▸ Task requirements
Go through the data and count the lines holding the string "above". Write only the number.

*** Input records ***

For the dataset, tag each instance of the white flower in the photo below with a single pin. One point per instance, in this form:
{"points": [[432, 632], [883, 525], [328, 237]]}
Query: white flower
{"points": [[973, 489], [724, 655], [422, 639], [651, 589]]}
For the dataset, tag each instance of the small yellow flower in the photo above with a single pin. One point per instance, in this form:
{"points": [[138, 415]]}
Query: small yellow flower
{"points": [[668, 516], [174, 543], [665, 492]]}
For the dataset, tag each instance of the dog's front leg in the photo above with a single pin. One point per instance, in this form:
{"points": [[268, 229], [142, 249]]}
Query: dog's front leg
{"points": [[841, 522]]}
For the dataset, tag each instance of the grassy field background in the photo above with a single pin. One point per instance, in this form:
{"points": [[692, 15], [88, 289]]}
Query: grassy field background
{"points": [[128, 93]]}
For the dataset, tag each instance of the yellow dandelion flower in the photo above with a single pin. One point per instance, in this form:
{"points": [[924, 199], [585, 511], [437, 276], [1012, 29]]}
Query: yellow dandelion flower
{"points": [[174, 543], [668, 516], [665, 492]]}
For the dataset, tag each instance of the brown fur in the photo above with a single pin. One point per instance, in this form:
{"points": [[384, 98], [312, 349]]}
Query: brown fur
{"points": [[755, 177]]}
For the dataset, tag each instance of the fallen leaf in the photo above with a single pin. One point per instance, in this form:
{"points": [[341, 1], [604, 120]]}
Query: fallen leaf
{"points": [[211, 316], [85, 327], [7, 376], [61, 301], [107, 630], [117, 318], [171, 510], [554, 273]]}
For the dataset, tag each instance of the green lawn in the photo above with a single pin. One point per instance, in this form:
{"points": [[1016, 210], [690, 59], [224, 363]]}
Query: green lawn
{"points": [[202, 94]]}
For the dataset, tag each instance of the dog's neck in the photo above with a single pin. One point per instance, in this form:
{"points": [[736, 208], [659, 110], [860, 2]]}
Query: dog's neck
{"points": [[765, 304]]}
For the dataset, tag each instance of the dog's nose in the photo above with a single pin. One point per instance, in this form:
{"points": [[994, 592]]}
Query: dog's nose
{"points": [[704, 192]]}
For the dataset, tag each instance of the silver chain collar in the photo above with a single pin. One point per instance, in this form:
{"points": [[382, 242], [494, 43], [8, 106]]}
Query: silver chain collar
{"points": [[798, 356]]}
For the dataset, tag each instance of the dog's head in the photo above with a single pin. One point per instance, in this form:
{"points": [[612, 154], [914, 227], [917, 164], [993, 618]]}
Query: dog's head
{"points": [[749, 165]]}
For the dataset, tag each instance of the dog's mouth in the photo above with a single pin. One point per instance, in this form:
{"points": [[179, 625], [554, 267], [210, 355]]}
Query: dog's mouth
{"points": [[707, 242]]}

*** End of Input records ***

▸ Problem solution
12